[Begin Entries supplied]

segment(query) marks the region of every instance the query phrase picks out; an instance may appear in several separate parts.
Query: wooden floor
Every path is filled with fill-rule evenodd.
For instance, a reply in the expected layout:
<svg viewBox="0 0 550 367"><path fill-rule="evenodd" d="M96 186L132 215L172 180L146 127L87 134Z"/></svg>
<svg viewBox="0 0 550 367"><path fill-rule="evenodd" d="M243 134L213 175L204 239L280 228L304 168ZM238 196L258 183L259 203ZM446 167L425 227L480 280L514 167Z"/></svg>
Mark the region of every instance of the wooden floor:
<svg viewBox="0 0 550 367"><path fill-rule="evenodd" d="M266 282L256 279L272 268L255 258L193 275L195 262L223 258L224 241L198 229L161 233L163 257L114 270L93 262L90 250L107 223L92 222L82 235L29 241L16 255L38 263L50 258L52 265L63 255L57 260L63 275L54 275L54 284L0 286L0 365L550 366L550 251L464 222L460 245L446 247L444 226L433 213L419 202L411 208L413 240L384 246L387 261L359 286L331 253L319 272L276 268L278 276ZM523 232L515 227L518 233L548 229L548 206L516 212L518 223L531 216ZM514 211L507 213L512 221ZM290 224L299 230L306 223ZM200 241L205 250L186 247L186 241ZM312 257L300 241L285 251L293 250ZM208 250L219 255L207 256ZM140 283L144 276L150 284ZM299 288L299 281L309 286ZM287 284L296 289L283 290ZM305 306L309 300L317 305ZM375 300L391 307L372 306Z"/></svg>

[End Entries supplied]

[Task requirements]
Copy the items again with "wooden floor" swapped for "tiled floor" and nothing else altered.

[The completed task]
segment(query) marks the region of every instance the query phrase picks out; an instance may appear in several separate parts.
Query: tiled floor
Every path is filled with fill-rule evenodd.
For instance, a reply in the expected layout:
<svg viewBox="0 0 550 367"><path fill-rule="evenodd" d="M96 186L132 215L172 180L146 127L87 134Z"/></svg>
<svg viewBox="0 0 550 367"><path fill-rule="evenodd" d="M243 134L213 175L204 239L280 228L304 168ZM238 196L258 183L259 203ZM446 167L425 227L480 280L514 167Z"/></svg>
Mark the region of every instance of the tiled floor:
<svg viewBox="0 0 550 367"><path fill-rule="evenodd" d="M266 282L256 279L272 268L255 258L193 275L195 262L223 258L224 241L198 229L161 233L163 257L114 270L93 262L90 250L107 223L92 222L82 235L29 241L16 255L38 263L50 258L52 265L63 255L57 260L63 275L54 275L54 284L0 286L0 365L550 366L550 251L464 222L460 245L446 247L444 226L433 213L419 202L411 208L413 240L384 246L387 261L359 286L331 253L319 272L276 268L278 276ZM523 232L515 227L518 233L548 229L548 206L516 212L518 223L531 216ZM514 211L507 213L512 221ZM290 224L299 230L306 223ZM200 241L205 250L186 247L186 241ZM312 257L300 241L285 251L293 250ZM208 250L219 255L207 256ZM140 283L144 276L150 284ZM299 288L299 281L309 286ZM287 284L296 289L283 290ZM305 306L309 300L317 305ZM375 300L391 307L372 306Z"/></svg>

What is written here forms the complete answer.